Metin:

--

5 Kasım 2011 Cumartesi

Zürih, Rapperswil, Maienfeld ve Heidihaus

İsviçre, Maienfeld, Heididorf
80'lerde çocuk olmanın belirli başlıkları vardır. Televizyon evlere 70’li yıllardan sonra girmeye başlar ve çok özel bir yere sahip olur. Geriye bakıldığında akılda kalanların çoğu televizyon programları ile ilgilidir. Günümüzün yetişkinleri olan 80'lerin çocukları; TRT'de yayınlanan çizgi filmlerden Heidi'yi mutlaka o yıllardan hatırladıklarının içinde sayarlar. Heidi bizim için bugünkü çocukların Sünger Bob'u  gibiydi. Bütün çocuklar gözümüzü ayırmadan seyrederdik. Okul bahçesinde şarkısını bağıra çağıra söyleyişimiz -tabi ki biraz uydurarak- bizi neşelendirirdi. Heidi çocukluk anılarımda kalmışken ve 30’lu yaşlarımın ikinci yarısındayken Heidi'nin büyükbabasının kulübesinin önünde durmak öyle heyecan vericiydi ki. Heidi sanki o neşeli kahkahalarını atarak sevimli kulübeden koşarak çıkacaktı. Tabi çevredeki keçiler de bu beklentiyi artırıyordu.

--

Heidi üzerine olan metne göre şu ifadeler doğru mu? Her biri için evet ya da hayır deyip karara temel olan sözleri metinden aynen alıntılayın: 1. Televizyon evlere 70'li yıllardan sonra girmeye başlamıştır. 2. Heidi çizgi filmi TRT'de yayınlanmıştır. 3. Heidi'nin büyükbabasının kulübesinin önünde yirmili yaşlarda durulmuştur. Sonraki satırların metinle hiçbir bağlantısı yoktur.

Kayıtlı veriler:

--

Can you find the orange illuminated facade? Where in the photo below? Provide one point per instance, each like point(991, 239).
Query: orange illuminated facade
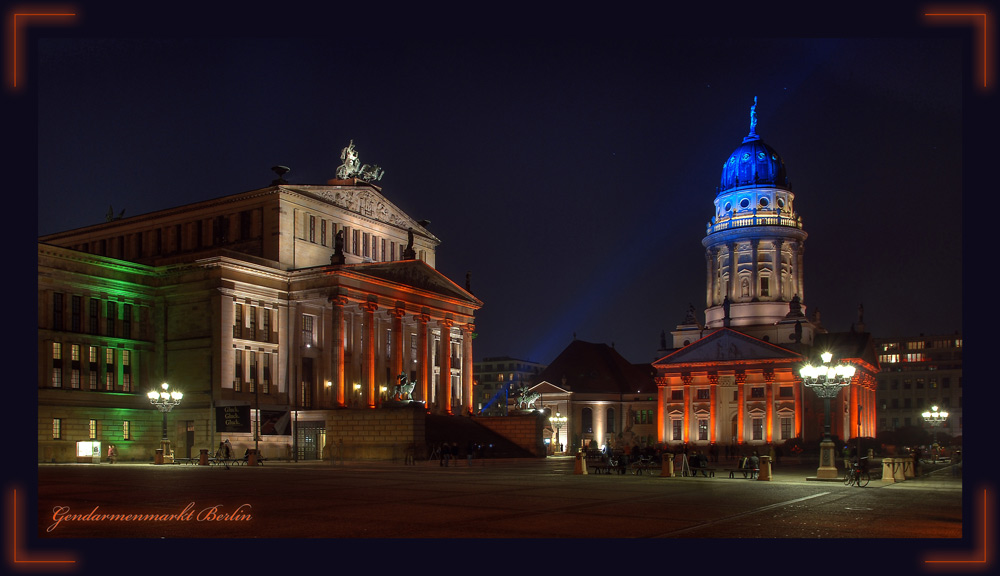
point(297, 302)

--

Alıştırma yanıtı:
1. Evet: "Televizyon evlere 70’li yıllardan sonra girmeye başlar"
2. Evet: "TRT'de yayınlanan çizgi filmlerden Heidi'yi"
3. Hayır: "30’lu yaşlarımın ikinci yarısındayken Heidi'nin büyükbabasının kulübesinin önünde durmak"